INSTRUCTIONS TO FOLLOW —
Write out again the entries from the first line to the line that includes "the white geranium", keeping both of those lines.

RECORDS FOR THE TASK —
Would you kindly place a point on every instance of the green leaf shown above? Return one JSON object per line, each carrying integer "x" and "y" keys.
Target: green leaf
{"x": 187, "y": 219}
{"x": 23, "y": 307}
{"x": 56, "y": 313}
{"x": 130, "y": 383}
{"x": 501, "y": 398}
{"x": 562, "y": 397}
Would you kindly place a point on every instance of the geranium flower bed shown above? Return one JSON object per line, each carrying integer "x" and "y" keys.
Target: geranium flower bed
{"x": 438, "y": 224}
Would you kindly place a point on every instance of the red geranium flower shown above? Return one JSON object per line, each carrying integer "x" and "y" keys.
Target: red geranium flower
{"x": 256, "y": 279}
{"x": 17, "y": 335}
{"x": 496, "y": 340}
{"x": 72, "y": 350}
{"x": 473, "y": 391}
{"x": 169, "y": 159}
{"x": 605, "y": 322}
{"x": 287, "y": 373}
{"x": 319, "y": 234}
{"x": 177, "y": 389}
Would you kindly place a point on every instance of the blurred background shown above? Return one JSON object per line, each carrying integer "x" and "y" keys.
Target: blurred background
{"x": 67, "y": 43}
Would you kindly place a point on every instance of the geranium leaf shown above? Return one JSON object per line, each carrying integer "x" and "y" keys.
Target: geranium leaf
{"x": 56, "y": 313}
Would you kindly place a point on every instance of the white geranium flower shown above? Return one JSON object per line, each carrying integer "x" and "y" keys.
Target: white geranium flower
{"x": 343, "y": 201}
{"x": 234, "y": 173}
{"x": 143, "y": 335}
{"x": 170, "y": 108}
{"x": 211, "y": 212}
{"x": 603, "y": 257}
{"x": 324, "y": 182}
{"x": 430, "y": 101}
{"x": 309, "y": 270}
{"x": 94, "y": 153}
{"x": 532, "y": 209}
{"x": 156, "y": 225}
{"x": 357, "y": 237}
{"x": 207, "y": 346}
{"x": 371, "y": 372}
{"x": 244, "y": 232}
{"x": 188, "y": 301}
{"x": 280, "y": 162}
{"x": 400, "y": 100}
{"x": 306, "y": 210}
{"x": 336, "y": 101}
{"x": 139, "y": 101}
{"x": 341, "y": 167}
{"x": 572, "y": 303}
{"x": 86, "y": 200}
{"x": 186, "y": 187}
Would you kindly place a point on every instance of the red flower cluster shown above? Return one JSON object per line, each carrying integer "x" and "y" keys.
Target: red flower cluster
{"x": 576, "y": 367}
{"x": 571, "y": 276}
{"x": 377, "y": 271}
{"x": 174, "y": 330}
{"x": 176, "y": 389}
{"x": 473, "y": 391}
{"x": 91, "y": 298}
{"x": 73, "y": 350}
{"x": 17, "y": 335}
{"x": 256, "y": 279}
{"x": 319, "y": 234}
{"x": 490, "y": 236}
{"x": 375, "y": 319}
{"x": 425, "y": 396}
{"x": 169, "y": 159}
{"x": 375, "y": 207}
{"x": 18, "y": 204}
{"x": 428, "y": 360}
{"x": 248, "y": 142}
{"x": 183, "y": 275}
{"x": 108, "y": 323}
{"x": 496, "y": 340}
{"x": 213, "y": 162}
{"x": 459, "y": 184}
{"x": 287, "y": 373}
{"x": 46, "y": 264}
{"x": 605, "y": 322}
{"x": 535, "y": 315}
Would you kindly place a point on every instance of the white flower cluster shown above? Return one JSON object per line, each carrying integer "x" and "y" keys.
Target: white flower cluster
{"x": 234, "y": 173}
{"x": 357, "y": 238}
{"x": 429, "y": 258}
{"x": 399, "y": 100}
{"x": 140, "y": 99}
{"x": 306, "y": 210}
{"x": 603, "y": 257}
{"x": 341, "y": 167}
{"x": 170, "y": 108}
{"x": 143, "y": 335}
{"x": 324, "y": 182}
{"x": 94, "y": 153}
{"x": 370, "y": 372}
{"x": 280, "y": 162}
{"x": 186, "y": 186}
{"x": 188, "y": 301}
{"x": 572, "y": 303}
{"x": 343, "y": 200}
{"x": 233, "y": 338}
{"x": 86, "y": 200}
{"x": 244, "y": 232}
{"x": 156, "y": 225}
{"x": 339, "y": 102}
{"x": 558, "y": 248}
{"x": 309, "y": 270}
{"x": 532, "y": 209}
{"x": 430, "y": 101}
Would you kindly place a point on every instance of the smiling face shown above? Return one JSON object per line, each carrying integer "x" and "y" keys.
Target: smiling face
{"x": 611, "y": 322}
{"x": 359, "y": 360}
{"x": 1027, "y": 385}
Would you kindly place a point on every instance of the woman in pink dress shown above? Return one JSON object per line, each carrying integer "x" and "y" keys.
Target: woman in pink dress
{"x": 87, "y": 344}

RESULT FOR THIS TASK —
Would you kindly place a point on every instance of the green leaf shown above? Return one JSON object per line, each carrying integer "x" and "y" keys.
Target: green leaf
{"x": 187, "y": 219}
{"x": 23, "y": 307}
{"x": 56, "y": 313}
{"x": 130, "y": 383}
{"x": 501, "y": 398}
{"x": 562, "y": 397}
Would you kindly place a point on every instance of the geranium flower bed shown above? Return one JSON object per line, each carrying integer "x" and "y" keys.
Target: geranium flower bed
{"x": 438, "y": 224}
Would you kindly place a point on every instance of the red geranium flower shown above? Return one JSON object per line, each carrying integer "x" and "y" keys.
Target: red geranium flower
{"x": 256, "y": 279}
{"x": 17, "y": 335}
{"x": 496, "y": 340}
{"x": 72, "y": 350}
{"x": 473, "y": 391}
{"x": 169, "y": 159}
{"x": 605, "y": 322}
{"x": 287, "y": 373}
{"x": 319, "y": 234}
{"x": 177, "y": 389}
Would you kindly place a point on every instance of the blurred background shown above? Return one JSON object per line, each carrying integer "x" and "y" keys.
Target: blurred background
{"x": 67, "y": 43}
Would you kindly place a point on every instance of the geranium leaf shown above? Return one JSON object per line, each carrying integer "x" and "y" keys.
Target: geranium leaf
{"x": 56, "y": 313}
Would you kindly place a point on every instance of the white geranium flower shown above? Return one JSON object per line, each carrying integer "x" and "y" keys.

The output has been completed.